[Stored entries]

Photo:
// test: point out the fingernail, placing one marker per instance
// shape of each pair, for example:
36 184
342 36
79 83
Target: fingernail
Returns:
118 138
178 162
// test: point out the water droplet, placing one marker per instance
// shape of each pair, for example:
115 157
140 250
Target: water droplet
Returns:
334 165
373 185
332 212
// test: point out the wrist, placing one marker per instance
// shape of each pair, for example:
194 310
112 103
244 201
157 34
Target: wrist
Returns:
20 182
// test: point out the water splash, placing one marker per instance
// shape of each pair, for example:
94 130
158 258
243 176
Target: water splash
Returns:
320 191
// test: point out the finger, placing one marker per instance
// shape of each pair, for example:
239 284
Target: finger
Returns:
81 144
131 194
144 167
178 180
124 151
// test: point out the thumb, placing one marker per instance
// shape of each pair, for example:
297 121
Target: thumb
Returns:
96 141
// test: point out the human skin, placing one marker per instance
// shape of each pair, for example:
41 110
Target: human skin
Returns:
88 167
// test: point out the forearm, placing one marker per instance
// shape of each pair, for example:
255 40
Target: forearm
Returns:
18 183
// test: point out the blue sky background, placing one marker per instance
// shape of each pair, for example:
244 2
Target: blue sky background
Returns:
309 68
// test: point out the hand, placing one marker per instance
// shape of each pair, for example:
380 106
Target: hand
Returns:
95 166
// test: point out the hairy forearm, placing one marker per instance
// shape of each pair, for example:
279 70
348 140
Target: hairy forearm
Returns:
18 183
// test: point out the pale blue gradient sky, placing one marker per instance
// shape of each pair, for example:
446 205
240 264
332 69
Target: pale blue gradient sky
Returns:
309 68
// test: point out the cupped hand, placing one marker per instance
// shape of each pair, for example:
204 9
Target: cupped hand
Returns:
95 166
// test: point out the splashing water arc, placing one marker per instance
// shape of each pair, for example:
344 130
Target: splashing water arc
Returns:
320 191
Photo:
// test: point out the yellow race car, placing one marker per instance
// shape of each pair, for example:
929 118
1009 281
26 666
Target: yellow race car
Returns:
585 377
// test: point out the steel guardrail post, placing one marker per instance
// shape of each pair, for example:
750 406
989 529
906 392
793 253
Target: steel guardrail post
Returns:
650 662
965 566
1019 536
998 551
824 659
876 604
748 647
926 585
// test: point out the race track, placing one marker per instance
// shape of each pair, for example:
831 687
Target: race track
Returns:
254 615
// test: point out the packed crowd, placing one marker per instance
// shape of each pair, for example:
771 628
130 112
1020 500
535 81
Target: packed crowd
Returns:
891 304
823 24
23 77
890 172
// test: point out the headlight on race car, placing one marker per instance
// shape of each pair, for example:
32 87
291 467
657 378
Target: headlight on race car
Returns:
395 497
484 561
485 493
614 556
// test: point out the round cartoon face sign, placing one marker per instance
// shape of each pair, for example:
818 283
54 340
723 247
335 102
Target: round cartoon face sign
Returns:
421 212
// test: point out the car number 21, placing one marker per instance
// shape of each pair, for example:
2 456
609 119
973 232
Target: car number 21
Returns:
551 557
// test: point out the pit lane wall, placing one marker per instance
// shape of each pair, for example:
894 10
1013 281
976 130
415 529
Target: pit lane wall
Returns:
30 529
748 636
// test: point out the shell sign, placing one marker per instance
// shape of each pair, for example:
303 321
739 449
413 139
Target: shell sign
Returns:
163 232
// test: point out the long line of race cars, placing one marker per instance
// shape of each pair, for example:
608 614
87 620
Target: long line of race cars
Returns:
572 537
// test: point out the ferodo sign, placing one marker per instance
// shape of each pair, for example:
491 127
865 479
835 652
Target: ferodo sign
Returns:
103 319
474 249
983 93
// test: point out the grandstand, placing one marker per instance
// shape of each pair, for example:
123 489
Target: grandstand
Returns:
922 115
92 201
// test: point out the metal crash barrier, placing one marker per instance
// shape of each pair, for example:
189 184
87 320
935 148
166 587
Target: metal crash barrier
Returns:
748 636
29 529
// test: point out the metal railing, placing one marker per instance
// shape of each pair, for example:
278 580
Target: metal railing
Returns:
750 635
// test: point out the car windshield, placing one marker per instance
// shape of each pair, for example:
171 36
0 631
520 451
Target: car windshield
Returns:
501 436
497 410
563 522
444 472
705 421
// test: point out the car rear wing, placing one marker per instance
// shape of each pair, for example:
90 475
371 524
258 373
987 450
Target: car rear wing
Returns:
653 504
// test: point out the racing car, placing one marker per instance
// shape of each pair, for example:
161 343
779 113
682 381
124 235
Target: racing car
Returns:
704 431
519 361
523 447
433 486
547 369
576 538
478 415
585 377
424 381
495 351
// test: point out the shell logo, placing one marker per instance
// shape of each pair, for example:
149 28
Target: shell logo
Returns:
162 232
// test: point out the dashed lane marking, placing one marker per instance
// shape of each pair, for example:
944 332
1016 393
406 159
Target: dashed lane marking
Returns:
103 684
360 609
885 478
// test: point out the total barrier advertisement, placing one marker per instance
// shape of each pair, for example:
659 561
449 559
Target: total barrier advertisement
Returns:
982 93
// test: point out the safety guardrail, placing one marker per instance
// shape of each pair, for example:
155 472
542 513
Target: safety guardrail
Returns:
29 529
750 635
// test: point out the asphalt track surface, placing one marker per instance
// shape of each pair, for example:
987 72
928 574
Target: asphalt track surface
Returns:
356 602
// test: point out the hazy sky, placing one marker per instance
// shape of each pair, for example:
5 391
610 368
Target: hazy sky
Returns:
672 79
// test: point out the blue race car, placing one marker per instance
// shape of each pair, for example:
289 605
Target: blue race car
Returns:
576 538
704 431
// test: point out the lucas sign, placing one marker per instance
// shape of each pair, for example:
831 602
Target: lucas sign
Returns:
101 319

Task item: The entries above are to be transcribed in full and without error.

Your solution:
Photo:
// test: point out the fingernail, placing one marker per instance
// shape of each pair, for example:
36 184
342 36
79 83
Target: fingernail
Returns:
118 138
178 162
// test: point out the water droplet, placing one marker per instance
// shape of each pair, for example:
115 157
140 250
Target: water droplet
Returns:
334 165
373 185
332 212
// test: point out the wrist, placing one marker per instance
// shape of each pair, for example:
194 310
112 103
244 201
157 34
Target: wrist
Returns:
20 182
// test: point out the water splash, placing one marker per instance
// shape of each pair, for example:
94 130
158 258
243 176
Target: water splash
Returns:
320 191
// test: point out the finger, placing one marker per instance
// shape of each pair, for example:
239 284
Target: finger
Returns:
81 144
131 194
144 167
178 180
124 151
// test: point out the thumb, placing one marker per instance
// shape of each pair, for example:
297 121
Target: thumb
Returns:
96 141
// test: point out the human skin, placing one marker per instance
// shape of each pair, for example:
41 110
Target: human skin
Returns:
88 167
// test: point out the forearm, placing one marker per instance
// shape of each pair, for example:
255 40
Target: forearm
Returns:
18 183
// test: point out the blue sky background, placing one marker per instance
// shape of each pair, for example:
244 2
Target: blue sky background
Returns:
309 68
// test: point out the hand, placing one marker per instance
// shape of each pair, for example:
380 106
Target: hand
Returns:
95 166
// test: point out the hairy forearm, placing one marker per instance
// shape of each pair, for example:
279 70
348 140
Target: hairy forearm
Returns:
18 183
// test: point out the pale blue gradient sky, placing one marker per instance
// shape of each pair, for example:
446 205
240 264
332 69
Target: pale blue gradient sky
Returns:
309 68
// test: point out the cupped hand, placing one marker per instance
// shape of each pair, for example:
204 9
Target: cupped hand
Returns:
95 166
// test: point out the splashing water arc, placing one marker per instance
// shape of each pair, for example:
344 130
Target: splashing water arc
Returns:
320 191
Photo:
// test: point out the yellow race car, placing one marker per instance
// shape of each pair, for example:
929 118
1009 281
26 666
Target: yellow race car
Returns:
585 377
// test: point out the steel guardrail post, placing one marker per instance
// shape of each pair, for example:
750 406
989 529
906 392
793 253
Target: steel guardrail post
Returns:
650 662
965 566
1019 536
998 551
824 659
876 604
748 647
926 585
// test: point out the race track, placing one marker per instance
// shape of each pair, for example:
831 687
Target: race track
Returns:
254 615
// test: point out the packed crowd, placing one marker per instance
// shape of each pair, for example:
771 628
130 112
1020 500
535 81
Target: packed crowd
Returns:
891 304
823 24
23 77
890 172
// test: point out the headlight on race car, placing one marker per instance
// shape of each pair, for example:
32 87
291 467
657 378
Target: headlight on race car
Returns:
395 497
484 561
485 493
614 556
// test: point out the round cartoon face sign, placing one marker per instance
// shape of each pair, for example:
818 283
54 340
723 247
335 102
Target: round cartoon face sign
Returns:
421 212
// test: point out the car number 21, placing one marker per instance
// shape of each pair, for example:
2 456
609 119
973 232
Target: car number 21
Returns:
551 557
// test: point out the pit lane wall, placing one marker per instance
// shape of each pair, for example:
894 10
1013 281
976 130
415 529
Target: pit lane wall
Returns:
30 529
748 636
// test: point out the shell sign, placing one marker per instance
// shape of each pair, for example:
303 321
739 449
413 139
Target: shell sign
Returns:
163 232
// test: point out the long line of race cars, placing one marker per instance
// shape of each pair, for example:
608 614
87 620
Target: long line of race cars
Returns:
572 537
// test: point out the ferodo sign, placing one marker per instance
// shape of each pair, for example:
491 127
865 479
835 652
Target: ferodo sign
Returns:
103 319
474 249
983 93
// test: point out the grandstand, placing one marker per instance
// shape of each pair, for example:
123 489
Target: grandstand
Returns:
922 115
92 201
// test: point out the metal crash barrier, placing one marker per instance
// shape of each pair, for example:
189 184
87 320
935 148
166 587
Target: metal crash barrier
Returns:
748 636
29 529
// test: point out the metal railing, placing one marker per instance
// shape of each pair, for example:
278 580
Target: metal railing
Returns:
750 635
// test: point out the car windshield, placing one marker per instance
// shape of each pair, for example:
171 36
0 631
520 451
Target: car windshield
Returns:
501 436
497 410
563 522
444 472
705 421
// test: point out the car rear wing, placing one marker per instance
// shape of each pair, for example:
90 475
371 524
258 373
987 450
Target: car rear wing
Returns:
653 504
// test: point out the racing car, placing one marker per instance
// shape of each pair, for example:
161 343
779 113
682 381
124 235
Target: racing car
Returns:
704 431
519 361
523 447
433 486
547 369
576 538
478 415
585 377
424 381
495 351
// test: point out the shell logo, placing one marker per instance
// shape of each pair, for example:
149 28
Target: shell logo
Returns:
162 232
// test: point out the dashed lane marking, placing one marker per instance
// shape of each pair, for example:
944 332
1016 393
406 159
Target: dashed lane marking
Returns:
103 684
360 609
885 478
// test: point out the total barrier advertisement, placing one marker per instance
// shape of each pair, for example:
659 561
449 559
Target: total barrier advertisement
Returns:
982 93
// test: point out the safety guardrail, placing one marker per instance
// shape of each pair, for example:
155 472
542 513
Target: safety guardrail
Returns:
29 529
750 635
// test: point out the asphalt track surface, placing one marker per instance
// shape of each pair, for example:
987 72
928 574
Target: asphalt track surface
Returns:
356 602
// test: point out the hazy sky, placing one marker per instance
// shape of each pair, for example:
5 391
610 368
Target: hazy sky
Returns:
672 79
// test: point out the blue race car, placing one marker per instance
// shape of each pair, for example:
289 605
Target: blue race car
Returns:
576 538
704 431
// test: point out the lucas sign, placing one marker per instance
// shape of each pair, for example:
831 602
Target: lucas sign
Returns:
101 319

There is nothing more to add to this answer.